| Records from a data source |
=== Begin Enclosure ===
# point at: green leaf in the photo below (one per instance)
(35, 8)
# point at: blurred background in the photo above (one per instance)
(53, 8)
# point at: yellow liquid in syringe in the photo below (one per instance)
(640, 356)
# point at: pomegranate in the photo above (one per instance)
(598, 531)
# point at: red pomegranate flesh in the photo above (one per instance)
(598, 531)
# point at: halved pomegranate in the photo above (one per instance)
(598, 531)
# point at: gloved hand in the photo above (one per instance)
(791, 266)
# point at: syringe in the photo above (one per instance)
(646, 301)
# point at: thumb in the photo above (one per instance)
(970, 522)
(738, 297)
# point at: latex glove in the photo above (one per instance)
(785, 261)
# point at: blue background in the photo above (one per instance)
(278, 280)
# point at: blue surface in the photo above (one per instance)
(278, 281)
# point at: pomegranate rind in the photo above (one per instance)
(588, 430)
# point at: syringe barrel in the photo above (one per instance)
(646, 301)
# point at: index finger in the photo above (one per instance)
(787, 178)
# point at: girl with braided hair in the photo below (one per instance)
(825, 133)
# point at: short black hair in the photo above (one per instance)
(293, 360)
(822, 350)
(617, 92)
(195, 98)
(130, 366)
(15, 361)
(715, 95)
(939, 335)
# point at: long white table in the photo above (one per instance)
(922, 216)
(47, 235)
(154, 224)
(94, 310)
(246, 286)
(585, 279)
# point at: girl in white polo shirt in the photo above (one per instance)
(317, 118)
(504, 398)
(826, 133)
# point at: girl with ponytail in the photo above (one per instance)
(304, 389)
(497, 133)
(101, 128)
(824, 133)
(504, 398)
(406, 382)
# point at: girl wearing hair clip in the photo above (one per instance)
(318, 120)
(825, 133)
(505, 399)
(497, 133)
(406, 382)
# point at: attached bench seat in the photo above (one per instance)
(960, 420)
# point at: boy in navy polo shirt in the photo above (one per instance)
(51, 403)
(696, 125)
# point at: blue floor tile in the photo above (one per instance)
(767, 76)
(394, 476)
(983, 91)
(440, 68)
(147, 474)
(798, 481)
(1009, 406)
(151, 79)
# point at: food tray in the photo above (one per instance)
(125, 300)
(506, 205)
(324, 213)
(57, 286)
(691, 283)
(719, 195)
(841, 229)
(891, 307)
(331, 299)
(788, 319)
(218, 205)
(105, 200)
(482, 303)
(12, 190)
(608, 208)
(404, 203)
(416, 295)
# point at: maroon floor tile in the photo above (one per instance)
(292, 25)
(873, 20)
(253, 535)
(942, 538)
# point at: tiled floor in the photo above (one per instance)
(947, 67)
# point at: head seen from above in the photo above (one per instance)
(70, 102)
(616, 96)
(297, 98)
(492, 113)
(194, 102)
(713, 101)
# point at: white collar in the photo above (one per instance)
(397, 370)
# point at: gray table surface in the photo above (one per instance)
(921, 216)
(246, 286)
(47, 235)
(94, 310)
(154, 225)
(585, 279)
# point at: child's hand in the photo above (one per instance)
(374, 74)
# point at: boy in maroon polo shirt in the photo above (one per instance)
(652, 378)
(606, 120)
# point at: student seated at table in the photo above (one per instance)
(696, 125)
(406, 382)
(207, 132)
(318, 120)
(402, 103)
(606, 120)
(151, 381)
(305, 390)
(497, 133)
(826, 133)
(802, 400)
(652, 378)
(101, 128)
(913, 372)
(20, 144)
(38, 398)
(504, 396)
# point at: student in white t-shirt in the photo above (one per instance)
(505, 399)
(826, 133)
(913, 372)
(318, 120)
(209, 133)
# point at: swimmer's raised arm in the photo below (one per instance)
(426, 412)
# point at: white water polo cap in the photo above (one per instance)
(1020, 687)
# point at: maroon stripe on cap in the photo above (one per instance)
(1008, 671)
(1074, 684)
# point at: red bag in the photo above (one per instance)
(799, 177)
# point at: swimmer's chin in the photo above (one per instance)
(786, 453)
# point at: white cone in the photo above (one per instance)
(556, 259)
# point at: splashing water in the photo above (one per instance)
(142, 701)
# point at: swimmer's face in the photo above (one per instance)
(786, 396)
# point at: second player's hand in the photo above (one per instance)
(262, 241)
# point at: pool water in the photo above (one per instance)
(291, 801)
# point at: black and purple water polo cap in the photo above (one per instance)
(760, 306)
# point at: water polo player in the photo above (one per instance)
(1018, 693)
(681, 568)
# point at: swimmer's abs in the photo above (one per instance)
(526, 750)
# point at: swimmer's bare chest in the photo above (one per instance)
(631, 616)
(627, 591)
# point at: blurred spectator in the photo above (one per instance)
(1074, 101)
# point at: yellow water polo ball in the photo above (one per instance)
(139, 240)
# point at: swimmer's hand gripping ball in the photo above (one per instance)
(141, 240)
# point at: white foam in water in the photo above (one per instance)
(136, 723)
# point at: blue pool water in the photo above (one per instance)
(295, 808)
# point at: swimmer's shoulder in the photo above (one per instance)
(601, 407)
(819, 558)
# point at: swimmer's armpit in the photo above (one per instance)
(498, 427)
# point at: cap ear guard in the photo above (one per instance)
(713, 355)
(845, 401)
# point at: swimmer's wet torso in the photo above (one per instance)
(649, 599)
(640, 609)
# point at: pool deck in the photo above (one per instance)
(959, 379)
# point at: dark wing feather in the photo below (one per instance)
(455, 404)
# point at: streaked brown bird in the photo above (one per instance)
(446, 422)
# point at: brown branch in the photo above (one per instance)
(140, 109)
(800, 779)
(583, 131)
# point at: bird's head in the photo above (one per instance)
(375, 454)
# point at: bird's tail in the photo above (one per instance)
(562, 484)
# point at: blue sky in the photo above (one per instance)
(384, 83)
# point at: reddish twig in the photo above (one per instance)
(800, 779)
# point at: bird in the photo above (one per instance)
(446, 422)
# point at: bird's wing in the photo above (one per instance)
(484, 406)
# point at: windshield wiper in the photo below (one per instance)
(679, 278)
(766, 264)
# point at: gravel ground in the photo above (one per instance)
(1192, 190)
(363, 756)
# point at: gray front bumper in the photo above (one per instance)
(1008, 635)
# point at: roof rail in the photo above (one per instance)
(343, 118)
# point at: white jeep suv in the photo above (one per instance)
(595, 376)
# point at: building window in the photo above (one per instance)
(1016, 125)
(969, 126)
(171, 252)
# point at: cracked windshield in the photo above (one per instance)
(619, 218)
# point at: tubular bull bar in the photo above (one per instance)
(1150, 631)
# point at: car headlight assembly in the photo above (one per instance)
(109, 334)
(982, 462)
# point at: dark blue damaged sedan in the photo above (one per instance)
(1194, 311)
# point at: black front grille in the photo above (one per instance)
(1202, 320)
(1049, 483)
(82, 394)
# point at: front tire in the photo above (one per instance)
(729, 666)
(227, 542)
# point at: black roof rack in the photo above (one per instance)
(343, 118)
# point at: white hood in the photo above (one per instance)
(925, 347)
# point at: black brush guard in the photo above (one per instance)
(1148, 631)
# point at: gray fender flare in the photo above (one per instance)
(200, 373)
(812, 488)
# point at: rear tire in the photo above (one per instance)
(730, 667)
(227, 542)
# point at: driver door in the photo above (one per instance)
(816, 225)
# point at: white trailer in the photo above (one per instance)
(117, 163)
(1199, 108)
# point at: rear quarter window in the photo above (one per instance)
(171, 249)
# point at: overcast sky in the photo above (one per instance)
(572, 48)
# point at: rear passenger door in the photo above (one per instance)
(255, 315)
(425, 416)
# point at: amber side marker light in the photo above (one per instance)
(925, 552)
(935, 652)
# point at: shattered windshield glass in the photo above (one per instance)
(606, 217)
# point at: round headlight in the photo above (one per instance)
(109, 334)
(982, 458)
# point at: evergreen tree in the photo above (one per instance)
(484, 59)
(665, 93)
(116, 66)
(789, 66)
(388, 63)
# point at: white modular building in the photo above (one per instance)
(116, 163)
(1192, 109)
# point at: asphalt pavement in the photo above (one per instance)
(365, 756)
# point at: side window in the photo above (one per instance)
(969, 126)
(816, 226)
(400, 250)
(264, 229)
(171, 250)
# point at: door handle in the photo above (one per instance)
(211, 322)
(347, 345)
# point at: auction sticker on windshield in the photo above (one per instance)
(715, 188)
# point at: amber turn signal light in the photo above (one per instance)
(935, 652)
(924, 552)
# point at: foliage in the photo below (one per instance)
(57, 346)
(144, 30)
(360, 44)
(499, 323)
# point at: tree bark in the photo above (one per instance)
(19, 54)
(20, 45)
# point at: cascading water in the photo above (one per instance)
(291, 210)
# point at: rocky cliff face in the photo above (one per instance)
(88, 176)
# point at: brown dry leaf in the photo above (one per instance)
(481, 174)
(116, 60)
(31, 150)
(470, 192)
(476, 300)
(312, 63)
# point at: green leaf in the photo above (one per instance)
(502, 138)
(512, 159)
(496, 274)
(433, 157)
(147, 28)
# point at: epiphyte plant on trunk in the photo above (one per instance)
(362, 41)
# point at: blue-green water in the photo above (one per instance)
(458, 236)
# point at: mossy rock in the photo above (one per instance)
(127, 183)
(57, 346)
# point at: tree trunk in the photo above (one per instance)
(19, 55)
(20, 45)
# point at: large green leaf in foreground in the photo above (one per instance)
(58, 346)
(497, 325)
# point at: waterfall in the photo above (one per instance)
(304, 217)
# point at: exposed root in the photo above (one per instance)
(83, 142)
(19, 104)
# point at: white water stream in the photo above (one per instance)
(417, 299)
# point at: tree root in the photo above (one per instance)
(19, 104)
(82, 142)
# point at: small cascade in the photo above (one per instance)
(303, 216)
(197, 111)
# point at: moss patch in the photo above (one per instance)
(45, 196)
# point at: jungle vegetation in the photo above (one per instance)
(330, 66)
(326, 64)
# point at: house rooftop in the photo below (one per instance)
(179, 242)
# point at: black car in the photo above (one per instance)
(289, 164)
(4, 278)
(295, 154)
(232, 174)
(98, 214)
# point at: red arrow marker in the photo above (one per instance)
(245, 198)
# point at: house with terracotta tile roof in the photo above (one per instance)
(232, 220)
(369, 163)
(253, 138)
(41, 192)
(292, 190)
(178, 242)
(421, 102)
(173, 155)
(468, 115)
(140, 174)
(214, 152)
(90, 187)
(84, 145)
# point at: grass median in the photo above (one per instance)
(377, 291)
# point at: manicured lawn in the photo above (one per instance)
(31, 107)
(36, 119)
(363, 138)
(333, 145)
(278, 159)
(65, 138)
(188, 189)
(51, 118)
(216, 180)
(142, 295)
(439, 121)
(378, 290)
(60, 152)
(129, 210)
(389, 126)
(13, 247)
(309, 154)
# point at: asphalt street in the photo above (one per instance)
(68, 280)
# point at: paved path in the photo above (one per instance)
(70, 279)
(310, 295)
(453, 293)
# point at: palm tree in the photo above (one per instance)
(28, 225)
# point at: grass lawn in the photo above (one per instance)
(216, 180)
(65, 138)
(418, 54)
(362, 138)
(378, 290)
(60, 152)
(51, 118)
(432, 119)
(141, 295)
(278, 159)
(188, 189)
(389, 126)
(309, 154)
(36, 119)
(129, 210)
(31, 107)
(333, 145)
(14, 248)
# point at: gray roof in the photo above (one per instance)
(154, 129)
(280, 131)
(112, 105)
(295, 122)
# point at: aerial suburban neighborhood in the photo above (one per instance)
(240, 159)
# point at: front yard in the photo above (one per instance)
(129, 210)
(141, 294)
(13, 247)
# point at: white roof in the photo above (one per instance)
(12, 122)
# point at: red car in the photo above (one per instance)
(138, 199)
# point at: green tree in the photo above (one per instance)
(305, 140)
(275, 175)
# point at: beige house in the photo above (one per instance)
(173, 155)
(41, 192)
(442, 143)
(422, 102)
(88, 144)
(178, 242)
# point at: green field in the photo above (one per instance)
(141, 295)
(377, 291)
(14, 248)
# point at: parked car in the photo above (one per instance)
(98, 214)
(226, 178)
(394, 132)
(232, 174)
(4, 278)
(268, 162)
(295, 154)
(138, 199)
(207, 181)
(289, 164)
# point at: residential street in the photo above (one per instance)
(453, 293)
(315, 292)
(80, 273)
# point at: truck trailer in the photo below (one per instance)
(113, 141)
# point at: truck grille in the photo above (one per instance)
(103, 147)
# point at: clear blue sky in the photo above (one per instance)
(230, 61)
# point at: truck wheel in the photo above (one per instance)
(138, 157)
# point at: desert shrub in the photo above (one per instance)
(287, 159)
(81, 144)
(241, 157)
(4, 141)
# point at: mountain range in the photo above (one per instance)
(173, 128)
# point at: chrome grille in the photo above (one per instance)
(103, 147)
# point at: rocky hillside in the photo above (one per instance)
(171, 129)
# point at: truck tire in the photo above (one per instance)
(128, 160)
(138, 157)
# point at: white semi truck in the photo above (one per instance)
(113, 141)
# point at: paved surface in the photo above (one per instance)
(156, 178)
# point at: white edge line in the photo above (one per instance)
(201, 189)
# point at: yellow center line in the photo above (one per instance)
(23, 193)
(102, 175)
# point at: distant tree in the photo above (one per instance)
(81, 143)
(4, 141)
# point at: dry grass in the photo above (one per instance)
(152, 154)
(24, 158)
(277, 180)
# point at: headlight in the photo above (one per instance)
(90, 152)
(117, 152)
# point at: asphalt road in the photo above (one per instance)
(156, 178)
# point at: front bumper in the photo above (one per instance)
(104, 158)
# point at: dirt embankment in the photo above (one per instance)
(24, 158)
=== End Enclosure ===
| What the task requires |
Beginning with the line that contains "# point at: mountain", repeat every line through the end of the records and nothing more.

| Answer area |
# point at: mountain range in the photo above (one per instance)
(173, 128)
# point at: chrome grille in the photo above (one per instance)
(103, 147)
# point at: rocky hillside in the photo above (one per instance)
(171, 129)
# point at: truck tire in the photo above (one per instance)
(128, 160)
(138, 157)
# point at: white semi truck in the photo above (one per instance)
(113, 141)
# point at: paved surface in the photo above (one per instance)
(156, 178)
# point at: white edge line in the photo above (one per instance)
(201, 189)
# point at: yellow center line in the photo above (one per instance)
(23, 193)
(102, 175)
# point at: distant tree in the photo above (one per instance)
(81, 143)
(4, 141)
# point at: dry grass in the photo above (one per instance)
(152, 154)
(24, 158)
(277, 180)
# point at: headlight in the photo above (one per instance)
(90, 152)
(117, 152)
# point at: asphalt road in the photo above (one per instance)
(156, 178)
# point at: front bumper in the photo above (one per instance)
(104, 158)
# point at: dirt embankment in the photo above (one per instance)
(24, 158)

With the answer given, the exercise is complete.